— START OF EXERCISE MATERIALS —

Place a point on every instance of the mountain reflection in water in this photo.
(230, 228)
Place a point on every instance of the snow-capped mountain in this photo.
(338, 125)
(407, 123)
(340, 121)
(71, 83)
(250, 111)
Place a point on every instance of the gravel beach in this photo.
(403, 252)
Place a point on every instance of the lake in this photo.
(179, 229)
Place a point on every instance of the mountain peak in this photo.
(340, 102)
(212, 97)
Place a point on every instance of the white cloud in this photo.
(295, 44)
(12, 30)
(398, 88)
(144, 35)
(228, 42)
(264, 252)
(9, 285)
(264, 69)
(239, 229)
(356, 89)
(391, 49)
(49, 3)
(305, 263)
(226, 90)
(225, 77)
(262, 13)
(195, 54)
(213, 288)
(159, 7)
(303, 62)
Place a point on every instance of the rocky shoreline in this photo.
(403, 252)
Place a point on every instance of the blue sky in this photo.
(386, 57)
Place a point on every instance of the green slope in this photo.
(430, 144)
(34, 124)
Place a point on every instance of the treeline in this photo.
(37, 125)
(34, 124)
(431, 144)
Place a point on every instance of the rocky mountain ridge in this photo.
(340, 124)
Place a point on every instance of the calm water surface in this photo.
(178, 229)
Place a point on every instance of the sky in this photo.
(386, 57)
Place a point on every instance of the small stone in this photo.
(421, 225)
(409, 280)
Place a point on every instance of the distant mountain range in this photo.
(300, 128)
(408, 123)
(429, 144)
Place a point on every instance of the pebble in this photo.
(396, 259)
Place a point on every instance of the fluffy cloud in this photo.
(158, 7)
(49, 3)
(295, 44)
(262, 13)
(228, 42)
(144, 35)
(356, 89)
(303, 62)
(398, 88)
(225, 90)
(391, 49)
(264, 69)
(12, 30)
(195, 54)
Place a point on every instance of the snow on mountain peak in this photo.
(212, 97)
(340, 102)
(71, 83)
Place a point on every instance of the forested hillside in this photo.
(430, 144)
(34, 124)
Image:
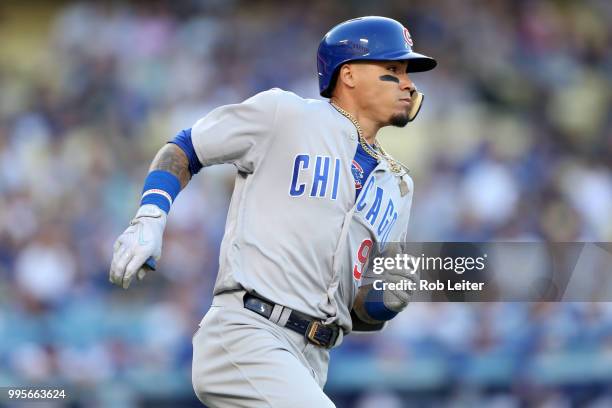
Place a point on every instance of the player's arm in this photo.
(139, 247)
(374, 306)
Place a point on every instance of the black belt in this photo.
(314, 330)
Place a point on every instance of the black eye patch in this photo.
(389, 78)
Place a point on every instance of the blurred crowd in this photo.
(514, 143)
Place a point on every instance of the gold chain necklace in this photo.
(394, 165)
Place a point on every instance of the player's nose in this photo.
(406, 84)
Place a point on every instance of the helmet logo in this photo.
(407, 37)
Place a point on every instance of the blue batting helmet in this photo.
(366, 38)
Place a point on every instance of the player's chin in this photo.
(399, 119)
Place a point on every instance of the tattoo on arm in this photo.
(171, 158)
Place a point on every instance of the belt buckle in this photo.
(311, 332)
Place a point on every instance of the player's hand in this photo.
(397, 300)
(139, 242)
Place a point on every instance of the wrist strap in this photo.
(161, 188)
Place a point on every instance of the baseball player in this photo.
(314, 194)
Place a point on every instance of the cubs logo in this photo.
(407, 37)
(357, 171)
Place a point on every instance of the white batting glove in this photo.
(397, 299)
(140, 241)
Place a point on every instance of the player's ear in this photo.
(346, 75)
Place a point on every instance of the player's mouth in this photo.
(406, 101)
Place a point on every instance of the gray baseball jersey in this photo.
(295, 233)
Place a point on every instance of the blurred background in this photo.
(514, 143)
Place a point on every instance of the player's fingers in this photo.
(142, 272)
(132, 268)
(114, 270)
(119, 265)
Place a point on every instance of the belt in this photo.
(314, 330)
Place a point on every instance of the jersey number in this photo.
(362, 255)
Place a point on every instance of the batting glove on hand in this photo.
(140, 241)
(396, 300)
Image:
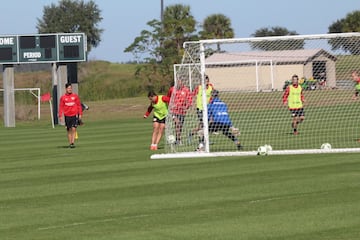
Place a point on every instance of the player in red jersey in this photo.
(181, 99)
(70, 107)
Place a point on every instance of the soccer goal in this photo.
(251, 75)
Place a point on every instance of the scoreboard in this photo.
(42, 48)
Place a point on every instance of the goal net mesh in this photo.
(251, 76)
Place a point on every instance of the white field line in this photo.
(90, 222)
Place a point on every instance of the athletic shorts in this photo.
(155, 119)
(180, 117)
(199, 114)
(357, 91)
(71, 121)
(297, 112)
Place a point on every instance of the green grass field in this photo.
(108, 188)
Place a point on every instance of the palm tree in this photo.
(217, 26)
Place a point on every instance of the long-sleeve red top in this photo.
(165, 99)
(181, 100)
(70, 105)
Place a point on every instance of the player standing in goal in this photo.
(160, 105)
(199, 106)
(219, 120)
(180, 103)
(293, 98)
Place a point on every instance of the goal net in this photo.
(27, 103)
(251, 76)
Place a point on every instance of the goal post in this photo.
(251, 75)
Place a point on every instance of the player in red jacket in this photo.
(181, 99)
(70, 107)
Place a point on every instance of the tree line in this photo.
(160, 47)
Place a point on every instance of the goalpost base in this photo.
(251, 153)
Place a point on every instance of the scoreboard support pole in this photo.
(61, 76)
(9, 95)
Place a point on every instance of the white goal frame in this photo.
(200, 65)
(33, 91)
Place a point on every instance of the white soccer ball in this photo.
(325, 146)
(171, 139)
(268, 147)
(262, 150)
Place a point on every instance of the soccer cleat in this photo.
(153, 147)
(239, 146)
(189, 137)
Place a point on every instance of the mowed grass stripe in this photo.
(107, 188)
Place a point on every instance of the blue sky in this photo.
(124, 20)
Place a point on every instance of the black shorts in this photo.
(71, 121)
(180, 117)
(199, 114)
(155, 119)
(297, 112)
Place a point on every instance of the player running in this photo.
(293, 98)
(160, 105)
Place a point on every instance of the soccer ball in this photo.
(171, 139)
(262, 150)
(326, 146)
(268, 147)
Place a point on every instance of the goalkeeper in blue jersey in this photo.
(219, 119)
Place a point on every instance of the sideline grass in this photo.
(107, 188)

— END OF EXERCISE MATERIALS —

▶ EXERCISE: From the line containing "Place a point on every instance of the mowed" through the closing line of the material above, return every line exactly and omit all others.

▶ RESULT BELOW:
Place a point on every instance of the mowed grass stripe in this photo.
(107, 188)
Place a point on every instance of the blue sky in this photo.
(124, 20)
Place a point on every instance of the black shorts in this photo.
(71, 121)
(180, 117)
(199, 114)
(155, 119)
(297, 112)
Place a point on every instance of the player running in this photo.
(293, 98)
(160, 105)
Place a point on every instance of the soccer ball in this photo.
(171, 139)
(262, 150)
(326, 146)
(268, 147)
Place a point on every instance of the goalkeeper in blue jersey in this photo.
(219, 119)
Place a point on every instance of the sideline grass in this photo.
(107, 188)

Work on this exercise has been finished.